Work to do -
Please output the records below in full, exactly as given, but without the images.

Data provided -

○ ○ ○ ○ ○ ○ ○

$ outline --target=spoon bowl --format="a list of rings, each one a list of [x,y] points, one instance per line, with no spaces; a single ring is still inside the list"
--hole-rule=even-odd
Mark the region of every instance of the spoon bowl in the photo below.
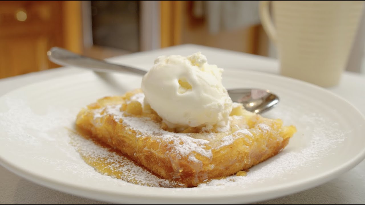
[[[47,52],[50,61],[64,66],[71,66],[97,72],[120,73],[143,75],[147,72],[139,69],[109,63],[89,58],[58,47]],[[242,103],[246,110],[257,114],[273,108],[279,102],[279,98],[269,90],[256,88],[240,88],[228,90],[232,101]]]

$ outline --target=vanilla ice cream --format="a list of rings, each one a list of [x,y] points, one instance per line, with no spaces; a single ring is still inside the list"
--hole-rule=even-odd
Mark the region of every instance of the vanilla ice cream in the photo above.
[[[223,70],[200,52],[160,56],[142,81],[145,103],[170,127],[226,125],[232,101]]]

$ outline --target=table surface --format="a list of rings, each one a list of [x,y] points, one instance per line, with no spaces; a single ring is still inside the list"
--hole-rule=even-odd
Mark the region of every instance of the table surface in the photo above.
[[[278,73],[278,63],[275,59],[192,45],[136,53],[108,60],[130,66],[142,65],[141,69],[147,70],[158,56],[173,54],[188,55],[198,51],[201,51],[207,56],[210,63],[216,64],[225,69]],[[30,83],[89,71],[70,67],[61,67],[0,79],[0,96]],[[345,72],[339,84],[328,89],[346,99],[365,115],[364,88],[365,76]],[[0,204],[24,203],[107,204],[43,187],[0,167]],[[261,202],[260,204],[365,204],[365,160],[326,183],[299,193]]]

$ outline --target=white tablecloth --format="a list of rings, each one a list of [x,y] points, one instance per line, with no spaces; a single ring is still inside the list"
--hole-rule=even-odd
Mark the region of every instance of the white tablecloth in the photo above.
[[[187,55],[201,51],[211,64],[225,69],[245,69],[277,74],[274,59],[195,45],[184,45],[160,50],[117,57],[110,60],[133,66],[143,64],[147,70],[154,59],[162,55]],[[27,84],[72,74],[85,72],[73,68],[59,68],[0,79],[0,96]],[[365,76],[345,72],[339,84],[328,90],[350,102],[365,115]],[[365,137],[364,134],[364,137]],[[365,146],[365,145],[364,145]],[[365,204],[365,160],[338,177],[299,193],[261,202],[260,204]],[[38,185],[0,167],[0,204],[103,204]]]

○ ○ ○ ○ ○ ○ ○

The output -
$ outline --target=spoon bowl --format="a list of rings, each one a list of [x,y] points, one instance per line, with no spaces; a single ring is still inside the list"
--hole-rule=even-odd
Mark the region of every instance of the spoon bowl in the photo below.
[[[47,52],[50,61],[64,66],[71,66],[97,72],[120,73],[143,75],[147,72],[139,69],[109,63],[89,58],[58,47]],[[242,103],[246,110],[257,114],[273,108],[279,102],[279,98],[269,90],[256,88],[240,88],[228,90],[232,101]]]

$ outline --target=vanilla ice cream --format="a list of rings, each one a list of [x,y] points, one instance per line, with no spaces; a single ring is still inside the list"
--hole-rule=even-odd
Mark the region of every instance of the vanilla ice cream in the photo above.
[[[223,70],[200,52],[160,56],[142,81],[145,103],[170,127],[226,125],[232,101]]]

$ outline --target=table surface --format="a list of rings, each one a list of [x,y] points, one instance per line, with no spaces; a single ring is still inside the list"
--hole-rule=even-odd
Mark the region of every instance of the table surface in the photo above.
[[[278,73],[278,63],[275,59],[192,45],[136,53],[108,60],[130,66],[142,65],[141,69],[147,70],[158,56],[173,54],[188,55],[198,51],[201,51],[207,56],[210,63],[216,64],[225,69]],[[30,83],[89,71],[70,67],[61,67],[0,79],[0,96]],[[345,72],[339,84],[328,89],[346,99],[365,115],[364,88],[365,76]],[[0,204],[24,203],[107,204],[43,187],[0,167]],[[261,202],[260,204],[365,204],[365,160],[326,183],[299,193]]]

$ outline --target=white tablecloth --format="a list of rings, each one a list of [x,y] points, one instance per line, with no spaces; a single ring is still inside the list"
--hole-rule=even-odd
Mark the region of every instance of the white tablecloth in the photo above.
[[[187,55],[201,51],[211,64],[225,69],[245,69],[277,74],[274,59],[195,45],[184,45],[160,50],[117,57],[110,60],[133,66],[143,64],[147,70],[154,59],[162,55]],[[27,84],[72,74],[85,72],[73,68],[59,68],[0,79],[0,96]],[[365,76],[345,72],[339,84],[328,90],[350,102],[365,115]],[[365,137],[364,134],[364,137]],[[365,146],[365,145],[364,145]],[[365,204],[365,160],[338,177],[299,193],[261,202],[260,204]],[[38,185],[0,167],[0,204],[103,204]]]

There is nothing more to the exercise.